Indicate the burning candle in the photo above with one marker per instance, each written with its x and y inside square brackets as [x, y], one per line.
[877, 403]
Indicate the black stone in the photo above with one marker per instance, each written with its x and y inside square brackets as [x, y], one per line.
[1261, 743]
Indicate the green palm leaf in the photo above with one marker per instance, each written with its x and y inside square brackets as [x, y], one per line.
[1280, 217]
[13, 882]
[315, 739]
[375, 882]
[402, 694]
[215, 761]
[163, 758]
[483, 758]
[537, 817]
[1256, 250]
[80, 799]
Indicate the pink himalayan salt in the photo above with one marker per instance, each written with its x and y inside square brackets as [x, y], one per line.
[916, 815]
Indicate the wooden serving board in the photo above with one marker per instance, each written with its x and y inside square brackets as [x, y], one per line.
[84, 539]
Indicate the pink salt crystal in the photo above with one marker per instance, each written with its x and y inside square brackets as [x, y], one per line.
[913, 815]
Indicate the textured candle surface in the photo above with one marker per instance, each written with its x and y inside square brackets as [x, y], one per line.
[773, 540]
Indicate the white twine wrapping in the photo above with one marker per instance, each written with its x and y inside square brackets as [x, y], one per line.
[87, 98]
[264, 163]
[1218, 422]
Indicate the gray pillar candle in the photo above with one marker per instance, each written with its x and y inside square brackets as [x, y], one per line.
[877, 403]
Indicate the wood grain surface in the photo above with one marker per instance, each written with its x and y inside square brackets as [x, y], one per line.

## [Instructions to follow]
The records above should be repeated in full, exactly as given.

## [Result of the task]
Indicate the burning candle in the photo above with one marker per instance, each written with its x and y inside square brackets as [x, y], one per line.
[877, 403]
Indicate the black stone in the photo above with one marker per instance, each written with its x and y inside square brackets as [x, y], one per line.
[1261, 743]
Indicate the green palm leaf in the photo above with one marker per instance, each written with its x and y inside square brackets as [x, y], one per line.
[1280, 217]
[13, 882]
[315, 739]
[375, 882]
[402, 694]
[215, 761]
[163, 758]
[483, 758]
[537, 817]
[1256, 250]
[80, 799]
Indicate the pink himalayan salt in the photo above with one marker per instance, each written with its x and y inside square brackets as [x, y], one per line.
[916, 815]
Indicate the wooden serving board in the photo above with one marker per instance, each written with its x and y inside square brackets as [x, y], one per line.
[84, 539]
Indicate the pink salt crystal in the photo above with one marker per instance, each written with its x and y inside square brackets as [x, y], one per line.
[913, 815]
Indicate the textured candle surface in the photo above with one marker per instance, each written with its x and y inside square brackets as [x, y], one per line.
[773, 540]
Indicate the white twine wrapping in the photo above with one marker per instance, each written with its x and y inside square brackets as [x, y], one per line.
[87, 98]
[264, 163]
[1218, 422]
Indicate the gray pillar candle in the photo above with one marker per instance, each written with its x and y inside square brackets as [x, y], one per line.
[877, 403]
Indicate the wood grain surface in the photo above with one marker per instance, each written with its x and y inside square brackets as [x, y], one per line.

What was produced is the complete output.